SOURCE EXTRACT:

Specific Performance. The Executive acknowledges that violation of any of the covenants and provisions set forth in this Agreement would cause the Company irreparable damage and agrees that the Company’s remedies at law for a breach or threatened breach of any of the provisions of this Agreement would be inadequate and, in recognition of this fact, in the event of a breach or threatened breach by the Executive of any of the provisions of this Agreement, it is agreed that, in addition to the remedies at law or in equity, the Company shall be entitled without the posting of a bond, to equitable relief in the form of specific performance, a temporary restraining order, temporary or permanent injunction, or any other equitable remedy which may then be available for the purposes of restraining the Executive from any actual or threatened breach of such covenants. Without limiting the generality of the foregoing, if the Executive breaches any provision of Sections 6 through 10, such breach will entitle the Company to enjoin the Executive from disclosing any Confidential Information to any Person and to enjoin such Person from receiving or using any such Confidential Information. The rights and remedies of the Parties hereto are cumulative and shall not be exclusive, and each such Party shall be entitled to pursue all legal and equitable rights and remedies and to secure performance of the obligations and duties of the other under this Agreement, and the enforcement of one or more of such rights and remedies by a Party shall in no way preclude such Party from pursuing, at the same time or subsequently, any and all other rights and remedies available to it.

COLLECTED MATERIAL:
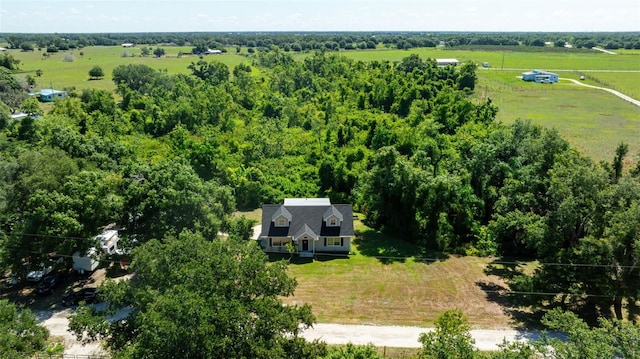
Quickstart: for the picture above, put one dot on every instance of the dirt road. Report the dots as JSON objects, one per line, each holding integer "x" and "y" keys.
{"x": 406, "y": 337}
{"x": 389, "y": 336}
{"x": 619, "y": 94}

WRITTEN TASK 1:
Using the specific performance clause, answer these:
(a) What does the Company not have to post to obtain equitable relief?
(b) Which sections, if breached, allow the Company to keep the Executive from disclosing Confidential Information to any Person?
(c) Are the Parties' rights and remedies exclusive?
WRITTEN TASK 2: Supply what follows the final sentence of the specific performance clause.

WRITTEN REPLY 1:
(a) A bond.
(b) Sections 6 through 10.
(c) No. They are cumulative and not exclusive.

WRITTEN REPLY 2:
12.
Successors and Assigns. This Agreement will apply to, be binding in all respects upon, and shall inure to the benefit of (a) the Company, its successors and assigns, and any company with which the Company may merge or consolidate or to which the Company may sell substantially all of its assets, and (b) the Executive and the Executive’s executors, administrators, heirs and legal representatives. Since the Executive’s services are personal and unique in nature, the Executive may not transfer, sell or otherwise assign the Executive’s rights, obligations or benefits under this Agreement.
13.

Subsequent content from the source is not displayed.